Reproduce all entries word for word.

**Source data:**
━━━━

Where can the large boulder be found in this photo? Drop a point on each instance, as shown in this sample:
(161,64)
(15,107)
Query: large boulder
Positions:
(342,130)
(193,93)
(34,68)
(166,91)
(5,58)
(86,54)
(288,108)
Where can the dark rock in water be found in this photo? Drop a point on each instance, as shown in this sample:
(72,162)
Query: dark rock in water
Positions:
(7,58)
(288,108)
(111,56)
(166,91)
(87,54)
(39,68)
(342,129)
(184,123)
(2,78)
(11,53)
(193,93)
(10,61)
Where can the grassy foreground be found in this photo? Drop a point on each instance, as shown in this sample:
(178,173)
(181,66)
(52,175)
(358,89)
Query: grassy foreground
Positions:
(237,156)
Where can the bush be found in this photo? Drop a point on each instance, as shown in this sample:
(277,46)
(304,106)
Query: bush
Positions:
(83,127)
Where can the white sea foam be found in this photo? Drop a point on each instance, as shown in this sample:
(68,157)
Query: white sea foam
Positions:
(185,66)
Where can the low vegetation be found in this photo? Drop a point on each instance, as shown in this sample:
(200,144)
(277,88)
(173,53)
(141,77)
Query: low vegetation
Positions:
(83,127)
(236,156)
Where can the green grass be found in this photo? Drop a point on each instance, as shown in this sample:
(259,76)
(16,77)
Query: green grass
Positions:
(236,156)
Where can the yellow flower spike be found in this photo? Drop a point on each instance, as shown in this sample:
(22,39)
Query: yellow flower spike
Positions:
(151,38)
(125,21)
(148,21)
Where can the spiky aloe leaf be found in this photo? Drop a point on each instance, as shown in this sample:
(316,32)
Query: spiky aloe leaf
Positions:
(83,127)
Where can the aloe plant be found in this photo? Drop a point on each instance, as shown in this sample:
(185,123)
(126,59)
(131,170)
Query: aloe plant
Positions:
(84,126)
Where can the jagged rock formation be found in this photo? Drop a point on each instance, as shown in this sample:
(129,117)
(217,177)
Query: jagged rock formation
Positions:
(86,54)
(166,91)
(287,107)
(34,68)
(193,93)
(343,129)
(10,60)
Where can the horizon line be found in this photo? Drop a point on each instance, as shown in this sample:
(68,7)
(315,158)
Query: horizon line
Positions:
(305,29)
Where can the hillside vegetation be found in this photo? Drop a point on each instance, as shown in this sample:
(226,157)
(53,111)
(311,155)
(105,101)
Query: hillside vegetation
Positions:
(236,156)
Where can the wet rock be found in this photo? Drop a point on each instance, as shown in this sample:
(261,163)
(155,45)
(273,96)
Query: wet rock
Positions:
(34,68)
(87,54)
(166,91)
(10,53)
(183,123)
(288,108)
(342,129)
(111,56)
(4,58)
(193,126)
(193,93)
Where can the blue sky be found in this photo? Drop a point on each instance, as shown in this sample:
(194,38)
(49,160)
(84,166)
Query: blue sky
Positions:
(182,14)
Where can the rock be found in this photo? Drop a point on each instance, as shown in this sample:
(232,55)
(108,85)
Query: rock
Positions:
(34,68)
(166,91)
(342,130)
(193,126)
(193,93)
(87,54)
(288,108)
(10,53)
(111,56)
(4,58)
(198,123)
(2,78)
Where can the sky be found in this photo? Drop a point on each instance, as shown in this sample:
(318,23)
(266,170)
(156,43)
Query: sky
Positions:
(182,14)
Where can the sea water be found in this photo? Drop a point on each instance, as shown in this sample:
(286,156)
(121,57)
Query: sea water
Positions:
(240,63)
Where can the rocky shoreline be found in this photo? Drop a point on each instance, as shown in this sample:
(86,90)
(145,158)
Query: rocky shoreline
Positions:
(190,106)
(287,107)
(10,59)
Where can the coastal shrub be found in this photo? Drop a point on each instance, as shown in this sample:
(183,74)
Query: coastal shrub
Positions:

━━━━

**Exercise answer:**
Where can the large boulder be found in this photo? Drop a point on each instance, as shown in this sample:
(161,64)
(15,107)
Query: large boulder
Positions:
(342,130)
(193,93)
(34,68)
(166,91)
(5,58)
(86,54)
(288,108)
Where can the dark rock in water be found in this photo? Drop a point on each instance, as shown in this sample:
(72,162)
Query: dark rock in water
Positions:
(7,58)
(288,108)
(111,56)
(166,91)
(87,54)
(39,68)
(342,129)
(184,123)
(2,78)
(11,53)
(193,93)
(10,61)
Where can the grassy foreground be found in this photo? Drop a point on each instance, as shown in this sample:
(178,173)
(181,66)
(52,175)
(358,89)
Query: grassy foreground
Positions:
(237,156)
Where can the bush be found in this photo? Drop a point on each instance, as shown in this sample:
(277,46)
(304,106)
Query: bush
Positions:
(83,127)
Where can the white sea foam be found in this photo? Drop a point on each instance, as shown in this sample:
(68,157)
Query: white sea foam
Positions:
(185,66)
Where can the low vegetation be found in this photo? Drop a point on each instance, as shown in this sample:
(200,144)
(277,88)
(173,53)
(141,77)
Query: low vegetation
Positions:
(83,127)
(236,156)
Where can the green grass be found in this photo? Drop a point on each instance, as shown in this sample:
(259,76)
(16,77)
Query: green grass
Positions:
(236,156)
Where can the yellow flower spike be found in this photo? Drop a point on each instance, as shown in this sample:
(22,39)
Query: yellow flower spike
Positions:
(151,38)
(125,21)
(148,21)
Where can the spiky aloe leaf be found in this photo? Drop a point on each instance, as shown in this sample:
(316,32)
Query: spiky aloe leaf
Positions:
(83,127)
Where can the aloe plant be found in this photo? Drop a point on each instance, as shown in this sample:
(185,123)
(126,59)
(131,170)
Query: aloe plant
Positions:
(84,126)
Where can the jagged rock formation be found in this photo? Drop a point on each instance, as shown in this sample:
(129,117)
(217,177)
Query: jagged rock formation
Positions:
(86,54)
(166,91)
(287,107)
(34,68)
(193,93)
(343,129)
(10,60)
Where can the horizon line be found in this photo? Drop a point on each instance, as shown in this sample:
(68,7)
(315,158)
Query: horizon line
Positions:
(305,29)
Where can the hillside vegetation be found in this photo? Drop a point on each instance, as shown in this sample:
(226,157)
(53,111)
(311,155)
(105,101)
Query: hillside vegetation
Positions:
(236,156)
Where can the wet rock be found in this photo? Drop a point on each instance, as shown in this sample:
(261,163)
(155,45)
(273,96)
Query: wet rock
Positions:
(34,68)
(87,54)
(166,91)
(10,53)
(183,123)
(288,108)
(342,129)
(111,56)
(4,58)
(193,126)
(193,93)
Where can the blue sky be found in this photo? Drop a point on each instance, as shown in this sample:
(194,38)
(49,160)
(84,166)
Query: blue sky
Positions:
(182,14)
Where can the rock be found in this photo? Drop a point on each instance, as shown in this sample:
(232,55)
(108,85)
Query: rock
Positions:
(34,68)
(166,91)
(342,130)
(193,126)
(193,93)
(87,54)
(288,108)
(10,53)
(111,56)
(4,58)
(198,123)
(2,78)
Where can the sky be found in this photo? Drop a point on each instance, as shown in this sample:
(318,23)
(266,170)
(156,43)
Query: sky
Positions:
(182,14)
Where can the sea water be found in this photo? Drop a point on each instance, as shown in this sample:
(286,156)
(121,57)
Query: sea water
Positions:
(240,63)
Where can the rocky shoreline be found in this photo? Drop a point on each instance, as shown in this sample:
(86,90)
(145,158)
Query: rocky shoreline
Positions:
(190,106)
(287,107)
(10,59)
Where can the coastal shrub be found in this photo? Drop a point on each instance, as shown in this sample:
(183,74)
Query: coastal shrub
Positions:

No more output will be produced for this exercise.